One month remains in the baseball season, and plenty of awards-centric drama does as well. Who will claim the AL and NL MVP, Cy Young, and Rookie of the Year crowns? 

Getty Images/Ringer illustration

In exactly one month, MLB teams will play their 162nd and final regular-season games of the 2019 season, and with the schedule’s end comes the end of award angling from the majors’ best players. As we did last year, let’s take the opportunity to survey the six major award races and run through the favorites, contenders, and dark horses for each one.

Last season, three of the favorites with weeks to go won their awards. But late surges from Christian Yelich (.352/.500/.807 in September), Blake Snell (6-0, 1.26 ERA), and Shohei Ohtani (.310/.371/.632) proved decisive in races for the NL MVP, AL Cy Young, and AL Rookie of the Year, respectively. So there’s ample room to maneuver for the players listed below—or even a true dark horse who hasn’t yet entered the conversation. For now, at least, here is how the main races look, as ordered from most basic to most complex. (All WAR figures are through Tuesday’s games.)

AL MVP

The favorite: Mike Trout, Angels OF
The contender: None
The dark horse: None

Forget WAR for a moment. Trout is the MVP by more traditional stats, too, as he leads the American League in home runs and has already reached triple-digit runs and RBI totals. Now fold in WAR and see Trout’s lead in the race grow. At Baseball-Reference, Trout leads AL position players with 8.1 WAR; second-place Alex Bregman (6.4) is closer to 10th place than he is to Trout. At FanGraphs, Trout’s in first with 8.4 WAR; second-place Bregman (6.0) is as close to 16th place as he is to Trout. The Angels center fielder is so far ahead of the field that he could sit out the entire month of September and still be positioned to win the award—his third of the decade.

Job a
Quote the MLB award races passage word for word, in full.
The records have no connection to the MLB award races passage.

Exercise input
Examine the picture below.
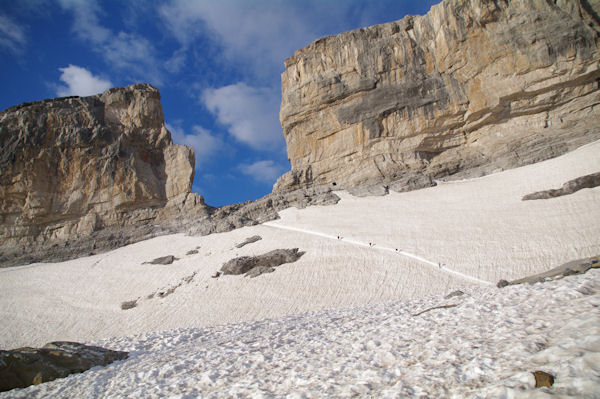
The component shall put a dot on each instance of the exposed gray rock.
(367, 190)
(163, 260)
(258, 270)
(454, 293)
(86, 174)
(434, 308)
(265, 209)
(579, 266)
(22, 367)
(412, 181)
(588, 181)
(128, 305)
(472, 87)
(249, 240)
(273, 258)
(543, 379)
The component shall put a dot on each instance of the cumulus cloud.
(12, 35)
(262, 171)
(262, 32)
(80, 82)
(204, 143)
(249, 113)
(123, 50)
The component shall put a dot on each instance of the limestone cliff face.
(472, 87)
(73, 166)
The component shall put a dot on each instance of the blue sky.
(216, 63)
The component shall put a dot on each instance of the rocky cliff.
(72, 167)
(472, 87)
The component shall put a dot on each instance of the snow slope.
(360, 336)
(486, 347)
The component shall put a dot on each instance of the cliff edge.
(472, 87)
(73, 167)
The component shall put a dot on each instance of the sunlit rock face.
(472, 87)
(73, 166)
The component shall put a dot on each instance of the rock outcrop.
(587, 181)
(264, 263)
(22, 367)
(84, 173)
(472, 87)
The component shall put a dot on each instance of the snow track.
(381, 248)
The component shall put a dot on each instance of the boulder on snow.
(543, 379)
(578, 266)
(249, 240)
(258, 270)
(128, 304)
(163, 260)
(587, 181)
(20, 368)
(271, 259)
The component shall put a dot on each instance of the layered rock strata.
(472, 87)
(81, 175)
(86, 173)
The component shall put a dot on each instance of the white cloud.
(204, 143)
(80, 82)
(249, 113)
(262, 32)
(12, 35)
(263, 171)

Job b
Print the stretch of the records from the line containing "the blue sky." through the last line of the records, including both of those lines. Reproduce it word for word.

Task answer a
One month remains in the baseball season, and plenty of awards-centric drama does as well. Who will claim the AL and NL MVP, Cy Young, and Rookie of the Year crowns? 

Getty Images/Ringer illustration

In exactly one month, MLB teams will play their 162nd and final regular-season games of the 2019 season, and with the schedule’s end comes the end of award angling from the majors’ best players. As we did last year, let’s take the opportunity to survey the six major award races and run through the favorites, contenders, and dark horses for each one.

Last season, three of the favorites with weeks to go won their awards. But late surges from Christian Yelich (.352/.500/.807 in September), Blake Snell (6-0, 1.26 ERA), and Shohei Ohtani (.310/.371/.632) proved decisive in races for the NL MVP, AL Cy Young, and AL Rookie of the Year, respectively. So there’s ample room to maneuver for the players listed below—or even a true dark horse who hasn’t yet entered the conversation. For now, at least, here is how the main races look, as ordered from most basic to most complex. (All WAR figures are through Tuesday’s games.)

AL MVP

The favorite: Mike Trout, Angels OF
The contender: None
The dark horse: None

Forget WAR for a moment. Trout is the MVP by more traditional stats, too, as he leads the American League in home runs and has already reached triple-digit runs and RBI totals. Now fold in WAR and see Trout’s lead in the race grow. At Baseball-Reference, Trout leads AL position players with 8.1 WAR; second-place Alex Bregman (6.4) is closer to 10th place than he is to Trout. At FanGraphs, Trout’s in first with 8.4 WAR; second-place Bregman (6.0) is as close to 16th place as he is to Trout. The Angels center fielder is so far ahead of the field that he could sit out the entire month of September and still be positioned to win the award—his third of the decade.

Task answer b
The component shall put a dot on each instance of the blue sky.
(216, 63)
The component shall put a dot on each instance of the rocky cliff.
(72, 167)
(472, 87)
The component shall put a dot on each instance of the snow slope.
(360, 336)
(486, 347)
The component shall put a dot on each instance of the cliff edge.
(472, 87)
(73, 167)
The component shall put a dot on each instance of the sunlit rock face.
(472, 87)
(73, 166)
The component shall put a dot on each instance of the rock outcrop.
(587, 181)
(264, 263)
(22, 367)
(84, 173)
(472, 87)
The component shall put a dot on each instance of the snow track.
(381, 248)
The component shall put a dot on each instance of the boulder on snow.
(543, 379)
(578, 266)
(249, 240)
(258, 270)
(128, 304)
(163, 260)
(587, 181)
(20, 368)
(271, 259)
The component shall put a dot on each instance of the layered rock strata.
(472, 87)
(81, 175)
(86, 173)
The component shall put a dot on each instance of the white cloud.
(204, 143)
(80, 82)
(249, 113)
(262, 32)
(12, 35)
(263, 171)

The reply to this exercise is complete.